**Source data:**
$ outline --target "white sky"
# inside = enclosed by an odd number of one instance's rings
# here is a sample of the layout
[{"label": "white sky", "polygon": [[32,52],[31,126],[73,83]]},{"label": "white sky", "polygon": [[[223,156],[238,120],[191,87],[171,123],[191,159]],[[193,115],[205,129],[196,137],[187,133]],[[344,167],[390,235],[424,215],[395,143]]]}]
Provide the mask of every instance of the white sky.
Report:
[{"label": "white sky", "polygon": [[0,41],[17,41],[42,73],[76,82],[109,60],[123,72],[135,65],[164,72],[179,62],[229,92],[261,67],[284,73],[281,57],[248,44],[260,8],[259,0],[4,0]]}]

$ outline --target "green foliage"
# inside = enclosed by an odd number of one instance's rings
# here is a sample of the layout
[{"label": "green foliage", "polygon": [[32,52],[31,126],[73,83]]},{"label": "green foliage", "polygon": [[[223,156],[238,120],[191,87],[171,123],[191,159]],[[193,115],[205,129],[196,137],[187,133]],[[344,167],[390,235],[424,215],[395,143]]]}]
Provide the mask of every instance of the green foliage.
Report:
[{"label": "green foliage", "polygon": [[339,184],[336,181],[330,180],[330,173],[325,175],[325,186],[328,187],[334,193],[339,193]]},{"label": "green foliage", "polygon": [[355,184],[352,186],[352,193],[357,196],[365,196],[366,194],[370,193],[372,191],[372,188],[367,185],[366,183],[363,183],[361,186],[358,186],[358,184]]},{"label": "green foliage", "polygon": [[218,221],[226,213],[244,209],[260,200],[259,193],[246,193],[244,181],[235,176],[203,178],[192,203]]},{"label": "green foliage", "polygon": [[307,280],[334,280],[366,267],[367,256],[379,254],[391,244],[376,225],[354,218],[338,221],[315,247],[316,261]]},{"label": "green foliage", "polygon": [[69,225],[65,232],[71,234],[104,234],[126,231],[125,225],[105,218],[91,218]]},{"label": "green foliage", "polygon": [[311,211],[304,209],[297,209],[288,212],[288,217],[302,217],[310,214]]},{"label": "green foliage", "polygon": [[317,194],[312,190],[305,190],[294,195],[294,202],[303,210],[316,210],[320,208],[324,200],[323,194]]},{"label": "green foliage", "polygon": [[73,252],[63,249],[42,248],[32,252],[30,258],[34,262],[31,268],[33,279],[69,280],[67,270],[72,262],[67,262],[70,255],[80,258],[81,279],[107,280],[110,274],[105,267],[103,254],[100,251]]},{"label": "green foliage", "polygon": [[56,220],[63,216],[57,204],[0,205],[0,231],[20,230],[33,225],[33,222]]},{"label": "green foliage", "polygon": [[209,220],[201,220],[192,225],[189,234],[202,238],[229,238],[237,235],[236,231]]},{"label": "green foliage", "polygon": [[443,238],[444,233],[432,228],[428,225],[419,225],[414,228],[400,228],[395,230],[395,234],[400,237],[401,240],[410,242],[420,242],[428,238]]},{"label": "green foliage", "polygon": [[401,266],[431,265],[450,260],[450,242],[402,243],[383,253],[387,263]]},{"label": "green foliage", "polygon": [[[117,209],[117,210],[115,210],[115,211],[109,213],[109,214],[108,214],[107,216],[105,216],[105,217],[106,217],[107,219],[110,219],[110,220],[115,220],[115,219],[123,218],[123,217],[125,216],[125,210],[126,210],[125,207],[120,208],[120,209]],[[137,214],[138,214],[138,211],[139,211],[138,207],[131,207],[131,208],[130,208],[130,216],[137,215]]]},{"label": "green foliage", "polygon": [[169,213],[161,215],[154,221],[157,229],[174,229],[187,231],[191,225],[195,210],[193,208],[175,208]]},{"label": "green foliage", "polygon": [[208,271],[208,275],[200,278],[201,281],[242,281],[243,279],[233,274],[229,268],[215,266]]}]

**Task:** All lines above from the line with "Provide the mask of every instance of the white" through the line with "Provide the mask of every instance of the green", both included, are to be set down exactly, with nothing else.

**Result:**
Provide the mask of every instance of the white sky.
Report:
[{"label": "white sky", "polygon": [[0,41],[17,41],[42,73],[76,82],[109,60],[123,72],[135,65],[164,72],[179,62],[229,92],[261,67],[284,73],[281,57],[248,44],[260,8],[259,0],[4,0]]}]

$ outline --target "green foliage"
# inside = enclosed by an odd number of one instance's rings
# here is a sample of the layout
[{"label": "green foliage", "polygon": [[32,52],[31,126],[73,83]]},{"label": "green foliage", "polygon": [[[223,156],[238,120],[191,87],[171,123],[191,159]],[[193,115],[205,129],[196,137],[187,133]],[[344,167],[390,235],[424,215],[395,143]]]}]
Provide the mask of every instance of the green foliage.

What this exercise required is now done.